> TASK DIRECTIONS:
Could you rewrite everything from the line containing "Could you please point to the hanging" down to the end of the material below, request included, scaling only the pixel coordinates in the answers by 1.65 and rounding each to a whole number, with halves rounded up?

> PROVIDED RECORDS:

○ ○ ○ ○ ○ ○ ○

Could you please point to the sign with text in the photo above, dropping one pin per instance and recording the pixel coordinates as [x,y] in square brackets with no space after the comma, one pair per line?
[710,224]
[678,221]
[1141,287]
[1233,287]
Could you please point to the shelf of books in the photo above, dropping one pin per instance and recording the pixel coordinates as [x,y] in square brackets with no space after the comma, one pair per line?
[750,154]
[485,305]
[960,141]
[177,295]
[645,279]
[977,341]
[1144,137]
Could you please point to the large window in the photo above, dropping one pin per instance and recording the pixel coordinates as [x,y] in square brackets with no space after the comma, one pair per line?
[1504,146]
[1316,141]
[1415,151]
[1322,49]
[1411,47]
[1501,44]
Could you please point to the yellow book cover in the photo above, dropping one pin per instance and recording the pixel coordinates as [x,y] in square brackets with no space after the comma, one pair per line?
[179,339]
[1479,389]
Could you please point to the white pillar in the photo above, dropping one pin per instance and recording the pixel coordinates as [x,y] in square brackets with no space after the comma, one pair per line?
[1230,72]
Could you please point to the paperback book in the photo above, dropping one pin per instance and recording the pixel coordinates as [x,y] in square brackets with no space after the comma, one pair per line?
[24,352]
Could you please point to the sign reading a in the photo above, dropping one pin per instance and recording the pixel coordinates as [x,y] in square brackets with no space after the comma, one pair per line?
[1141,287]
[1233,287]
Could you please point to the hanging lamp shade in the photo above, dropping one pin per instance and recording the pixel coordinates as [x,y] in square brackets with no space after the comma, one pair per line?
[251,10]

○ ○ ○ ○ ○ ○ ○

> RESULT OF THE TASK:
Could you please point to the hanging lamp shade in the photo above, dropping one pin per instance and recording the pixel coordinates as [x,y] in square brackets with no space after the comma, one pair per line?
[414,17]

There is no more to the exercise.